Source extract:
┌──

#ubuntu-eu 2011-05-17
<mehdi2> hey, our apps have problems connecting to DB!
<mehdi2> ubuntuusers.de seemed to have same issue, it's up now but ubuntu.ir still can't connect to DB
#ubuntu-eu 2011-05-18
<mehdi2> zed: lionel juliux_ is there any problem with the DB server? our forum and website can't connect...
<mehdi2> since yesterday!
<mehdi2> trac seems to be down! where should I open a ticket? :(
<mehdi2> maix: ^ can you help?
<mehdi2> ostcar: ^
<mehdi2> jalrnc: ping
<mehdi2> zed: juliux_ lionel maix remix_tj  ping
<mehdi2> lionel: ping
<apollo13_> Hey
<apollo13_> So tilo is ja
<apollo13_> Yikes
<apollo13_> mehdi2: hey
<apollo13_> So tilo is having a hard time
<apollo13_> And andchat ist buggy
<apollo13_> The machine got replaced
<apollo13_> We are copying data over now
<mehdi2> apollo13_: ok, so your working on it
<apollo13_> Nov, Matthias is
<mehdi2> thanks, we're prepairing for the release party. hope you can make it up soon...
<apollo13_> No* i hate autocomplete
<apollo13_>   Which release party
<mehdi2> 11.04 release party in Tehran
<apollo13_> It's already released for a while
<mehdi2> Yep, but we'll have the release party here tomorrow
<mehdi2> apollo13: www.ubuntu.ir is up now, but http://forum.ubuntu.ir still has connection problem with db! weird...
<apollo13> mehdi2: if you tell me which problems I might be able to help
<mehdi2> apollo13: it can't connect to DB
<apollo13> well I need more than that
<mehdi2> should be ubuntu_ir DB
<apollo13> tell me the connection settings in a query
<mehdi2> it's connecting to sql.ubuntu-eu.org
<apollo13> which user
<mehdi2> ubuntu_ir
<mehdi2> with prefix smf_
<apollo13> and what's the actual mysql error code?
<mehdi2> let me see if I can find smf logs... but as I know there is now log
<apollo13> then tell those idiots to write proer software
<apollo13> mehdi2: paste me the password in  aquery please
<mehdi2> you can see it in /nfs/www/ir/forum.ubuntu-ir.org/htdocs/Settings.php
<apollo13> works for me (tm)
<mehdi2> apollo13: the Database Info section
<apollo13> yeah I am able to connect from dongo
<mehdi2> pffff
<mehdi2> so why smf can't connect!

└──

Problem to solve: Set down, word for word, the stretch of the chat log above from "<mehdi2> ubuntuusers.de seemed" through "can you help?".

Recorded information:
┌──

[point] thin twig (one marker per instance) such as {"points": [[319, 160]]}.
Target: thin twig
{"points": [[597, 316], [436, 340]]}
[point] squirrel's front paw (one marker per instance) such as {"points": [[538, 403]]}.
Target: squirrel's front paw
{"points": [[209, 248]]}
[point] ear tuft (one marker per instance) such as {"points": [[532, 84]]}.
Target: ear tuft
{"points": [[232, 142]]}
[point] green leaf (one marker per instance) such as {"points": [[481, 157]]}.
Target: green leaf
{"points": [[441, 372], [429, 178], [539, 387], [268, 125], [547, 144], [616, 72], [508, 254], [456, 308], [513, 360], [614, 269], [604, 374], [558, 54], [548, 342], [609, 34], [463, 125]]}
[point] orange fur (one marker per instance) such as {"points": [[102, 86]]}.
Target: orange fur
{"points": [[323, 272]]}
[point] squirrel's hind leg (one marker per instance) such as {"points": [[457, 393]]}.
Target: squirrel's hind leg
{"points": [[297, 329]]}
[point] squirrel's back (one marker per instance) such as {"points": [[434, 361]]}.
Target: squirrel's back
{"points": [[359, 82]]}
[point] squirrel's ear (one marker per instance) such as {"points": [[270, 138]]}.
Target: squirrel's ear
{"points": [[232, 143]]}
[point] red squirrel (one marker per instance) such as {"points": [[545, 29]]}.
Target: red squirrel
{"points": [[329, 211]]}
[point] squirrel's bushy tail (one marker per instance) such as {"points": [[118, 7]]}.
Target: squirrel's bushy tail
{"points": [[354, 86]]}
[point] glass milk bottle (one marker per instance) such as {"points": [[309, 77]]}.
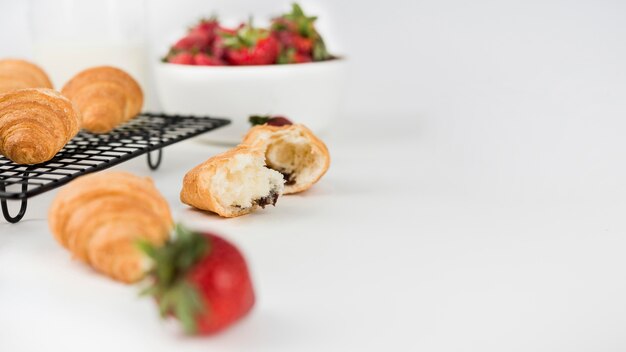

└──

Task answer:
<mehdi2> ubuntuusers.de seemed to have same issue, it's up now but ubuntu.ir still can't connect to DB
#ubuntu-eu 2011-05-18
<mehdi2> zed: lionel juliux_ is there any problem with the DB server? our forum and website can't connect...
<mehdi2> since yesterday!
<mehdi2> trac seems to be down! where should I open a ticket? :(
<mehdi2> maix: ^ can you help?